▸ About this exercise: Starting at the words "Ms Kreigenhofer is" and stopping after "across all species.", reproduce the passage on golden snub-nosed monkey diets, switching "optimal diet" for "ideal diet".

▸ Passage:
# # # # # # #

Massey doctoral researcher Brigitte Kreigenhofer, also at the Institute of Natural Sciences, has spent six months in two trips over the past year trailing wild golden snub-nosed monkeys in the Qinling Mountains in Shaanxi, collecting data on what they eat. She is comparing diets of wild monkeys with those in semi-captivity.
Wild monkeys are mainly vegetarian, surviving on leaves, berries, bark, lichen as well as spiders and insects. But another population, which has been herded into a restricted area so tourists can get close to them, are also fed supplementary foods such as corn, apples, turnips, peanuts and peaches.
“Eco-tourism of this type is relatively new in China, and the impact of supplementary feeding on these monkeys is not yet known,” says Dr Ji. “The likely results include weight gain from altered nutritional balance – which we’ve already observed – and changes in social interactions”.
Ms Kreigenhofer is analysing the nutritional components of each group to better understand their optimal diet. One of her supervisors is renowned Massey nutritional ecologist Professor David Raubenheimer, who developed the Geometric Framework to explain the fundamental drivers of dietary behaviour across all species.

# # # # # # #

▸ Data to examine:

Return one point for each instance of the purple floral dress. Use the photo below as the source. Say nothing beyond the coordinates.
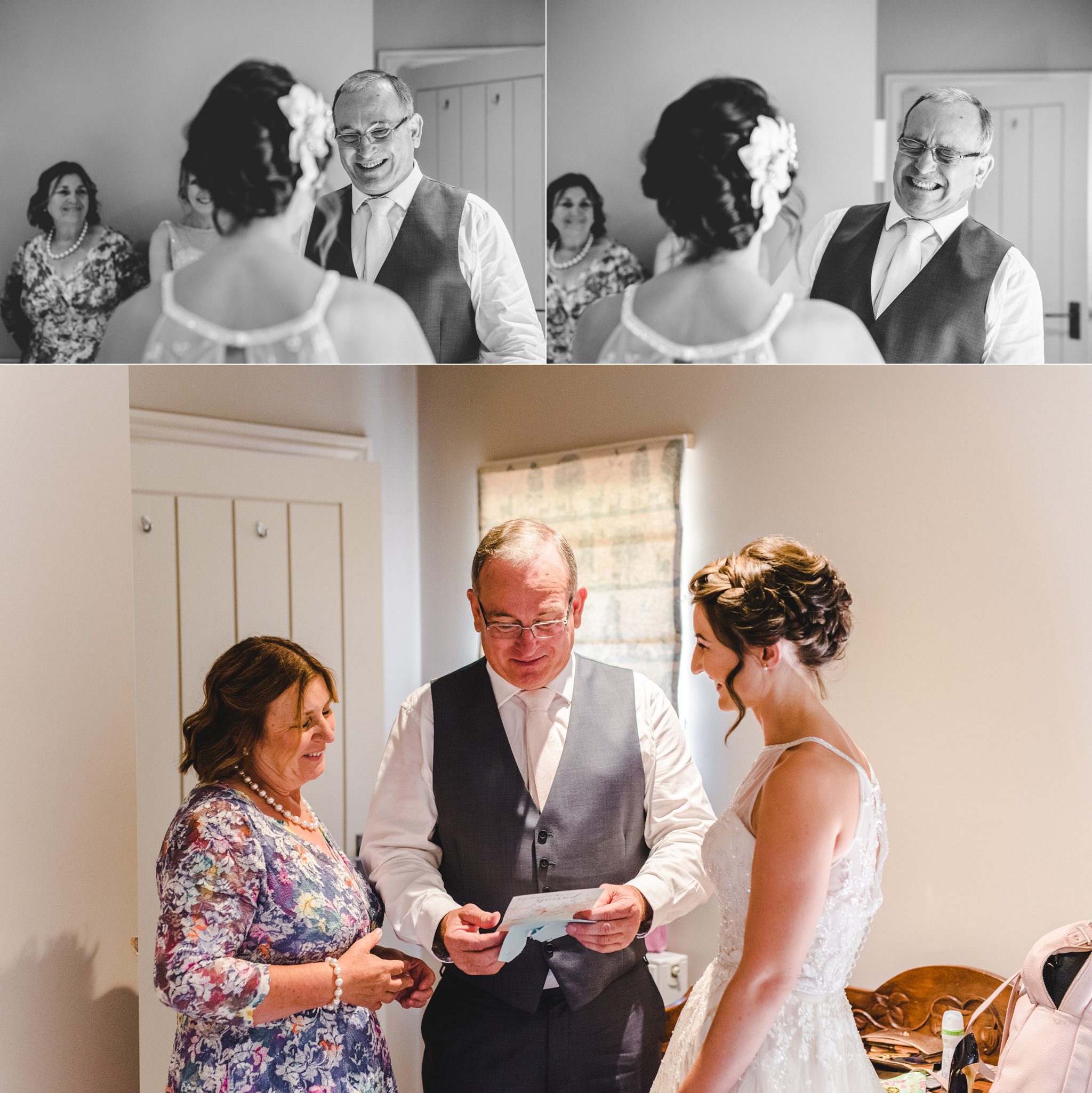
(239, 892)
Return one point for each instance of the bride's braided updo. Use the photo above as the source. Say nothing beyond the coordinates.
(692, 166)
(238, 143)
(775, 588)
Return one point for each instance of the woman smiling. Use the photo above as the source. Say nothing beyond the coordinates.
(67, 281)
(267, 944)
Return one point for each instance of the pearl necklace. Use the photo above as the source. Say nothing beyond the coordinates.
(71, 251)
(580, 258)
(310, 824)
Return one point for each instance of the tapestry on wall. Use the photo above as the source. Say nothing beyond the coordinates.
(619, 509)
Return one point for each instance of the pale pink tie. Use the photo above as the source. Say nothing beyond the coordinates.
(379, 238)
(905, 263)
(542, 742)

# # # # # # #

▸ Written response:
Ms Kreigenhofer is analysing the nutritional components of each group to better understand their ideal diet. One of her supervisors is renowned Massey nutritional ecologist Professor David Raubenheimer, who developed the Geometric Framework to explain the fundamental drivers of dietary behaviour across all species.